Source extract.
Fall has never been my favorite time of year. Knowing that ice and snow are in our very near future has never been a cheery thought. But this fall has certainly exceeded my negative expectations.

It was a warm evening three weeks ago, and Sarah was a blessing on what was a rough night.

I took the boys out for an evening walk. When I say “boys,” I mean Butters, our Shih tzu who charges forward knowing the comfort and protection of our gentle giant Newfoundland Bentley trailing close behind.

The duo had been together for seven and a half years since we brought Bentley home as a puppy. Butters wasn’t welcoming at first trying to adapt to the bear-like presence. But when they have played over the years, Butters has become relentless in his attacks against the giant while they play. He knew Bentley would never give him more than a gentle and playful bite. They have enjoyed their play times and “wrestling matches” over the years. And on one event, Bentley proved to be a true protector and plucked Butters out of the water after he slid off the end of the dock. I couldn’t believe what I was watching.

When we got back from our walk that evening, Bentley seemed out of sorts and rested in my mother-in-law’s driveway. I got him in the house, but there was something wrong.

We would learn within the next hour after contacting a veterinarian that his stomach was likely twisted. We didn’t know this was common in large breed dogs. The veterinarian said they didn’t do house calls, and they couldn’t guarantee he would make it long enough to get to surgery in the Twin Cities or that he would survive it.

We made Bentley as comfortable as possible with Nyquil and Benadryl, the only things we had in our cupboard that I knew would make him sleep. He made his way to our room where he had spent every night since he was a puppy, falling asleep comfortably on a pillow of blankets.

I went for a walk and a painful cry, hoping to run into one of my female neighbors. It was late, but Sarah was out tending to her beagles, which was a welcomed sight.

Task to carry out. Pick up the account of Bentley's last night where it stops and write what comes next.

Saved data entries
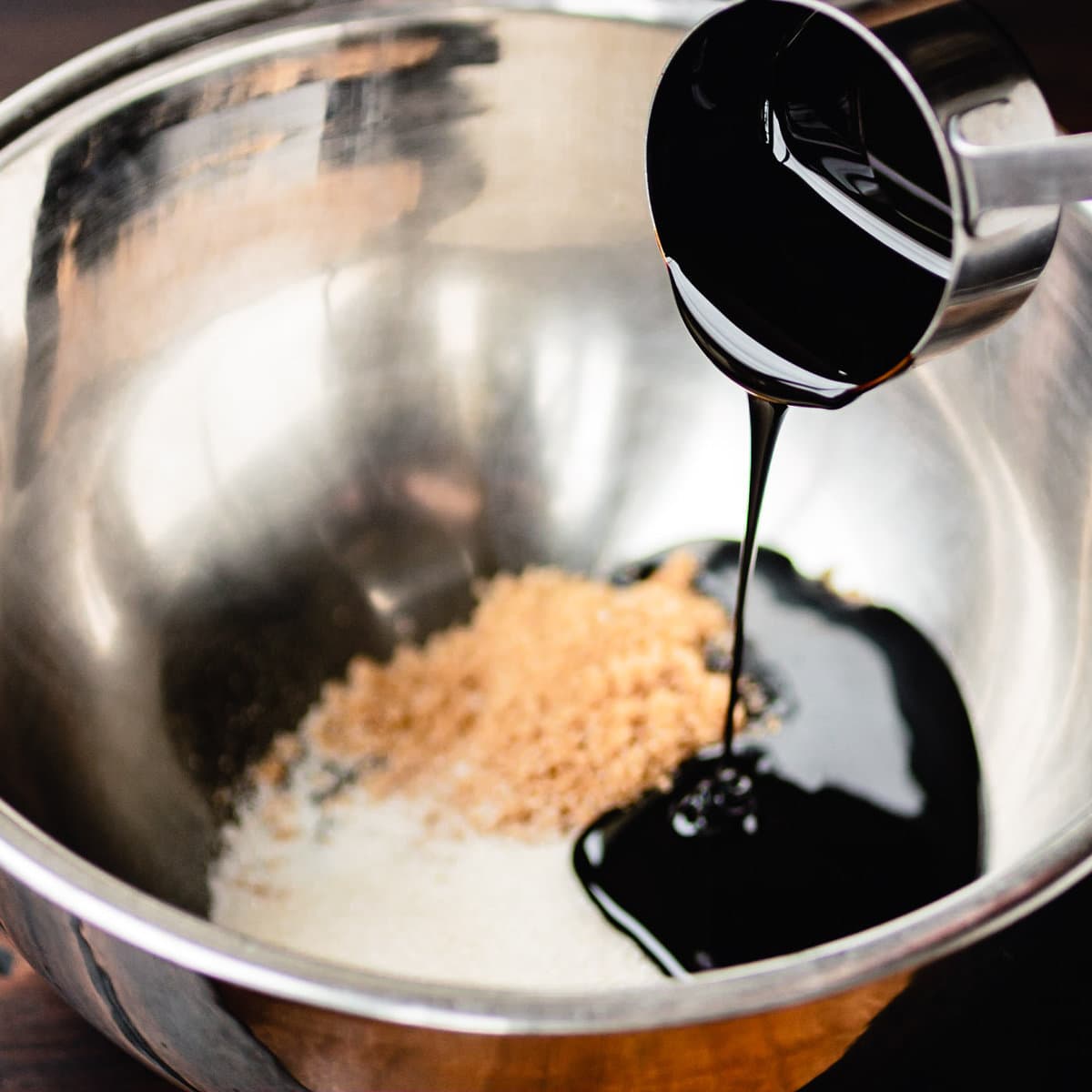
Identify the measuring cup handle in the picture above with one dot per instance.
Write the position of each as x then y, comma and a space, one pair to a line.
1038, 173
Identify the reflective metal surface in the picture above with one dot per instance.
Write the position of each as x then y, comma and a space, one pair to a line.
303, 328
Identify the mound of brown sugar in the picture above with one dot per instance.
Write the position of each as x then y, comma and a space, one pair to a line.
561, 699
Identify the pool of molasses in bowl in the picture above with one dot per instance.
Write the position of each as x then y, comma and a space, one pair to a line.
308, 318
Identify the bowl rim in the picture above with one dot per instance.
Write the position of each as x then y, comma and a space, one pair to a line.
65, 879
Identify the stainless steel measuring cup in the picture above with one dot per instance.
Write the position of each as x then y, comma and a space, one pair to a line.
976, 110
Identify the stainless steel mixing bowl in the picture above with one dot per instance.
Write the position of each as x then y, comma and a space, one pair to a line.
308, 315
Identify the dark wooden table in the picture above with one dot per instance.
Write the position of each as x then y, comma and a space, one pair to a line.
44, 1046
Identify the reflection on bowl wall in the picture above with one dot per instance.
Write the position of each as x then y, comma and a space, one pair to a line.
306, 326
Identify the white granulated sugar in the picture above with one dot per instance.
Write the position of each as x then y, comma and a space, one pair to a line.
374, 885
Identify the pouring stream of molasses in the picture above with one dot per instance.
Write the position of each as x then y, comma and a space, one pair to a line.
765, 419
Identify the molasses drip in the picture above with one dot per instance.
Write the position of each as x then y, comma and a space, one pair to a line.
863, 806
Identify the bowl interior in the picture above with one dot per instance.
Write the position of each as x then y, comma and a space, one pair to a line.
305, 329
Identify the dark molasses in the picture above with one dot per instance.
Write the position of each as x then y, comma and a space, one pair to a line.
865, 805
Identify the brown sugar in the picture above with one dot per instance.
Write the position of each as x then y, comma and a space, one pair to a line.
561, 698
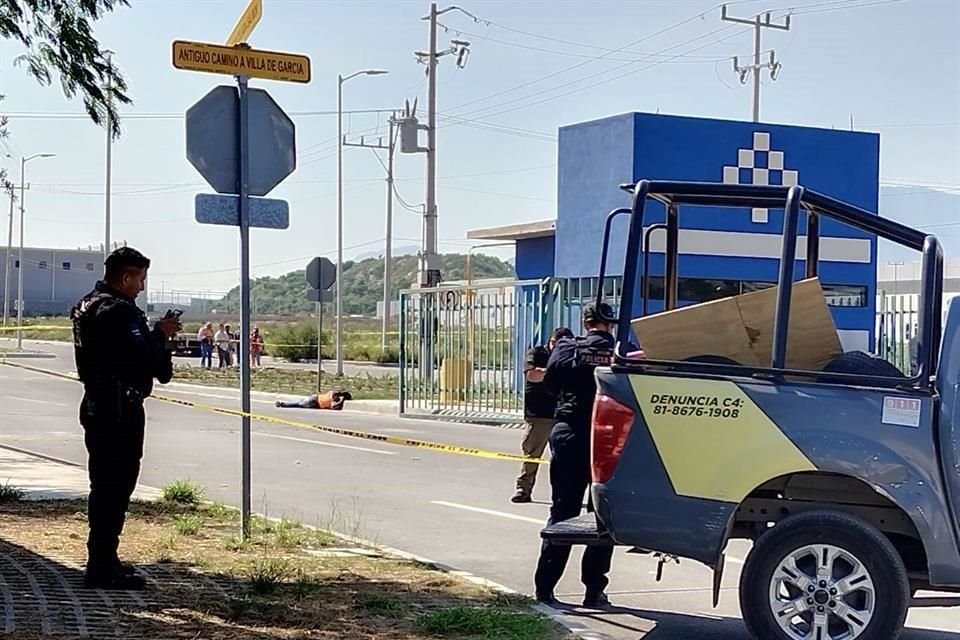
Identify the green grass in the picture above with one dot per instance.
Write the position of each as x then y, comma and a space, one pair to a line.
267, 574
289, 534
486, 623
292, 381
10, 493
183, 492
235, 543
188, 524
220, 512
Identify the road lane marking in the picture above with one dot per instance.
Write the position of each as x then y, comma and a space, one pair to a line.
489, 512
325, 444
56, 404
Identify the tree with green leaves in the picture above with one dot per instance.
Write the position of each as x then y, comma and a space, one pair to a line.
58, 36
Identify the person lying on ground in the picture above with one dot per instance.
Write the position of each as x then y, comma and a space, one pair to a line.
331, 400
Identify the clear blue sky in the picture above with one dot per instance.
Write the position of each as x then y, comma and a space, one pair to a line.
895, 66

Answer for the task.
I called out a greeting, and she responded by asking how I was. I was too broken up at that point to mask my feelings. Sarah ran out and gave me a big hug, something we have all lacked during the pandemic and was just the thing I needed at that moment. It seemed she needed it too. We talked about Bentley’s imminent passing, the state of the country, her husband’s tumultuous job in law enforcement, her boys, my kids, college football, COVID, and her faith for over two hours that night.

I left Sarah’s house learning more about her than I had learned from our conversations in passing. Our encounters were always among the group of neighborhood friends which weren’t conducive to the private and soulful conversation we had that night. I left looking forward to a closer relationship with her and having a “neighborhood friend.”

At home, Bentley hadn’t awoken since I left and seemed to be on his last breath and no longer responsive. My daughter, who picked him out as a puppy and lovingly referred to him as “helmet head” because of the amount of fur that sticks up on the top of his head, had come home from college to be with him a last time. She had gone to bed. I sat alone in the living room where I would be awake when Bentley passed. He passed away within a half hour, and I woke Mark to let him know.

We cried as we carried his 170 pound body out of the house and placed him in the truck. Mark would bring him to the vet in the morning for cremation. I cried as I fell asleep.

I woke the next morning to puffy eyes and a text from Sarah asking how I was and how Bentley was. It was a pleasant and thoughtful gesture in which I responded that he passed away.

Later in the afternoon would prove to be much more ominous.

Mark called saying there were paramedics dispatched to our neighbor’s home and then later, a helicopter. We soon learned it was Sarah’s home. I texted her asking if she was okay. It wouldn’t be good for something bad to happen to anyone, but I was hoping it wasn’t her or her family that paramedics were tending to.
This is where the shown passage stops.